> YOUR INSTRUCTIONS
Print each line of the data below word for word and in the same order, leaving none out.
* BEGIN *
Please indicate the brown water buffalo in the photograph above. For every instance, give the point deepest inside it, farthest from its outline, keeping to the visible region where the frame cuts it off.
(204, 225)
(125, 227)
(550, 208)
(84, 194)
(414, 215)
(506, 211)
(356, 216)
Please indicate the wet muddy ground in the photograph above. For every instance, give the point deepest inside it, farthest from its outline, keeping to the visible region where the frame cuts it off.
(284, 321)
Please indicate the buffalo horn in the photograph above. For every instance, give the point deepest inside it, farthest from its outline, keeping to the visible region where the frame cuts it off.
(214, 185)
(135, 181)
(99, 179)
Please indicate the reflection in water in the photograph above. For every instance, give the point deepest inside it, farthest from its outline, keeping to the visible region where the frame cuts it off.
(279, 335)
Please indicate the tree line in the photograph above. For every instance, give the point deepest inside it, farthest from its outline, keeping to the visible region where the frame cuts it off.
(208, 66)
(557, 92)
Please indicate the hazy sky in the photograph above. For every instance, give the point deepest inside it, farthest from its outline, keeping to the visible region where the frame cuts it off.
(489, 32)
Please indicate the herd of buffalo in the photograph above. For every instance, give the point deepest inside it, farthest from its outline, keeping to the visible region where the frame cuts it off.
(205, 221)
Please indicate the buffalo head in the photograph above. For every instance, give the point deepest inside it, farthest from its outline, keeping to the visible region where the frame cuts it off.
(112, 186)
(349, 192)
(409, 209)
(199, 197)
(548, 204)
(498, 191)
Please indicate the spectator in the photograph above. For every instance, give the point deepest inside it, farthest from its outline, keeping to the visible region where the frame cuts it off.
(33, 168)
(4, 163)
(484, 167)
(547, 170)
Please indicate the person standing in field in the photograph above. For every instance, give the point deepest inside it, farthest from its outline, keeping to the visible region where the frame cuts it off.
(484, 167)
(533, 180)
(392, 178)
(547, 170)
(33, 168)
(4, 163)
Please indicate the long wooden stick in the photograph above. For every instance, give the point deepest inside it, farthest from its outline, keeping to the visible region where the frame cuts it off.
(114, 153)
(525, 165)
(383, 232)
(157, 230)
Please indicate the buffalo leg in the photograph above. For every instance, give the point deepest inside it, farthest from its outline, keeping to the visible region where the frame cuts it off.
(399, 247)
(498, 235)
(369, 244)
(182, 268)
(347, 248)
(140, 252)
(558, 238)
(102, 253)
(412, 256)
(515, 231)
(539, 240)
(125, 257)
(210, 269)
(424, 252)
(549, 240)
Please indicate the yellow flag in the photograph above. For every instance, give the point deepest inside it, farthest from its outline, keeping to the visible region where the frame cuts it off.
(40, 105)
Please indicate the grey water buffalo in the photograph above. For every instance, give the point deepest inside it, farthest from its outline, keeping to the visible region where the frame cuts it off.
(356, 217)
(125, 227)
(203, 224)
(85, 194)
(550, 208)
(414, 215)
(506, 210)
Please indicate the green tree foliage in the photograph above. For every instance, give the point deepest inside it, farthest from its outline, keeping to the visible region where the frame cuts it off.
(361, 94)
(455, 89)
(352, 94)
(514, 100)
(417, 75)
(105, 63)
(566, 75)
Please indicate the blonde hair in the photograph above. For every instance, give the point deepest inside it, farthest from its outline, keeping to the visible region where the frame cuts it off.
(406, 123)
* END *
> REPLY
Please indicate the brown water buffalo in the photograph above. For every instance, give the point deepest inside it, farthest from its outline, keeping to the visible region where the frame cuts it off.
(204, 225)
(125, 227)
(550, 208)
(84, 194)
(414, 215)
(506, 211)
(356, 216)
Please indicate the wet muddy ground in the photograph above. For every instance, give the point deepest inside it, farthest from its outline, keeping to the visible region where the frame cuts it off.
(284, 321)
Please indicate the buffalo horn in the photograph above. For every instance, give the point deepest inside it, farthest from its outline, keeping to the visible region where the frame cuts it off.
(214, 185)
(135, 181)
(99, 179)
Please indicate the reflection in water in the photograph above. For every instance, give the point deepest inside it, farthest from its outline, keeping to the visible region where the frame cuts it off.
(279, 335)
Please indicate the tree line in the photograph above. For every instance, give the point deepest inside it, farthest from its outline, keeping to the visible region where the frame cuts it off.
(208, 66)
(557, 92)
Please indicate the hazy sky in the photograph above. For every instance, give the point deepest inside it, farthest from its outline, keeping to the visible region where the frame cuts it off.
(489, 32)
Please indicate the herd of buffalo in the photograph above. For every instance, give the point deepest inside it, farthest from its outline, keeping to the visible region where the frame cuts it off.
(205, 221)
Please indicate the buffalo head in the photograph above. For every instance, give the point deepest inside it, farthest from its outline, keeping to the visible region where the frame cuts it off.
(112, 186)
(349, 192)
(409, 209)
(199, 197)
(548, 204)
(498, 191)
Please indicate the spectator in the photograph above. For every instance, give the point deepest inside it, farthest from its outline, keeping to the visible region where the frame cuts it off.
(33, 168)
(4, 163)
(484, 167)
(547, 170)
Please indicate the person standing in field in the photograph above. For every instance, give the point deepest inside it, farthest from its outline, keeping to the visible region where the frame cuts it off.
(484, 167)
(533, 180)
(392, 178)
(547, 170)
(33, 168)
(4, 163)
Please indicate the long wooden stick in the photograph above. For every instance, give the point deepest inside it, farthest from its outline, keeping to the visible region where the frame cuts it off.
(114, 153)
(525, 165)
(383, 232)
(157, 230)
Please indicate the buffalo leg in the photograph above. For every instance, give the point deepest inside it, farthest from its outline, keeping to the visible region where the frame cuts it off.
(399, 247)
(498, 235)
(369, 244)
(182, 268)
(347, 248)
(140, 252)
(558, 238)
(102, 253)
(412, 256)
(515, 231)
(539, 240)
(125, 257)
(210, 269)
(424, 252)
(549, 240)
Please indicate the yellow flag in the photograph above. For every instance, give the point deepest inside it, farthest from its outline, keeping to the visible region where the frame cuts it off.
(40, 105)
Please indicate the grey water buffalo in the photograph above. For every instance, give the point deepest inside it, farthest from its outline, keeping to the visible region where the frame cuts it off.
(356, 217)
(125, 227)
(203, 224)
(85, 194)
(550, 208)
(414, 215)
(506, 210)
Please indicate the green tree foliage in the photograph above. For every instance, give the point deepest inside it, farthest from its outline, keeping to the visible region where the frame cuts it off.
(361, 94)
(455, 89)
(352, 94)
(514, 100)
(417, 75)
(105, 63)
(566, 75)
Please indicate the blonde hair in the photograph above. For every instance, give the point deepest inside it, farthest from its outline, keeping to the visible region where the frame cuts it off.
(406, 123)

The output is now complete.